Set exercise: Copy the records below, swapping every "stone" for "brick" and changing nothing else.

Information supplied:
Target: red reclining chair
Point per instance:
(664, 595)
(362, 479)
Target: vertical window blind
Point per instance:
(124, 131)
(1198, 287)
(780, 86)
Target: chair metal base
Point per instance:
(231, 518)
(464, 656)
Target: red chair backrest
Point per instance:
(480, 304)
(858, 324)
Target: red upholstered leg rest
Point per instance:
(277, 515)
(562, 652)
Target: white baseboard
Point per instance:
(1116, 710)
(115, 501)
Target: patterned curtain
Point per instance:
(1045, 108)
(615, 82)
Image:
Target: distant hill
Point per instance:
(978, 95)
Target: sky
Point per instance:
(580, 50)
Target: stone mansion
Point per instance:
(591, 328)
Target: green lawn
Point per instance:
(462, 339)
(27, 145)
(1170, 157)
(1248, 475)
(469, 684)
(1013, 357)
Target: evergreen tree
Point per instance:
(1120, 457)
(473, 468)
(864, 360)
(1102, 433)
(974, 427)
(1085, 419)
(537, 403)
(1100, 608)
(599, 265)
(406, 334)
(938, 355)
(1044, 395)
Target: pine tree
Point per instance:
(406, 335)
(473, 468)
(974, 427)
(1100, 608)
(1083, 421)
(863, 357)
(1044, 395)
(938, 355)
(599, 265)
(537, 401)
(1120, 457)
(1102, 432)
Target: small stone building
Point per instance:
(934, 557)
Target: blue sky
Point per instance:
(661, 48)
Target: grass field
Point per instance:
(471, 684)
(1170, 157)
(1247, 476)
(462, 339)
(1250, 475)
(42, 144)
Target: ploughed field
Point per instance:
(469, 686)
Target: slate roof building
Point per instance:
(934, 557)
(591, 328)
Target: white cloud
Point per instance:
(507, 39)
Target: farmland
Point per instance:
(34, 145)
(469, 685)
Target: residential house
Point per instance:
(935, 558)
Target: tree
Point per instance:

Worked solution:
Target: red reclining chair
Point per instance:
(664, 595)
(362, 479)
Target: vertical window blind
Point per instance:
(124, 131)
(1198, 287)
(780, 86)
Target: chair metal base
Point per instance:
(231, 518)
(464, 656)
Target: red chair backrest
Point per instance:
(480, 304)
(858, 324)
Target: red upholstered leg rest
Point per instance:
(277, 515)
(562, 652)
Target: white baseboard
Point per instance:
(1116, 710)
(115, 501)
Target: patterned curtain
Point per instance:
(1045, 108)
(615, 82)
Image:
Target: distant hill
Point per instance:
(978, 95)
Target: sky
Point per instance:
(580, 50)
Target: brick mansion
Point per instance:
(591, 328)
Target: green lawn
Point per instance:
(462, 339)
(27, 145)
(1170, 157)
(1248, 475)
(469, 684)
(1013, 357)
Target: evergreen tree
Point per instance:
(1120, 457)
(473, 468)
(864, 360)
(1102, 433)
(974, 427)
(1085, 419)
(537, 403)
(1100, 608)
(599, 265)
(406, 334)
(938, 355)
(1044, 395)
Target: pine tree
Point per instance:
(406, 335)
(473, 468)
(974, 427)
(1100, 608)
(1083, 421)
(863, 357)
(1044, 395)
(938, 355)
(599, 265)
(537, 401)
(1120, 457)
(1102, 432)
Target: small brick building
Point per instance:
(934, 557)
Target: blue sky
Point per instance:
(661, 48)
Target: grass field
Point per instance:
(471, 684)
(1170, 157)
(1247, 476)
(462, 339)
(1250, 475)
(42, 144)
Target: ploughed field
Point per instance:
(469, 686)
Target: slate roof building
Point per instance:
(934, 557)
(591, 328)
Target: white cloud
Point per instance:
(507, 39)
Target: farmland
Point per instance:
(34, 145)
(469, 685)
Target: residential house
Point per instance:
(935, 558)
Target: tree
Point per instance:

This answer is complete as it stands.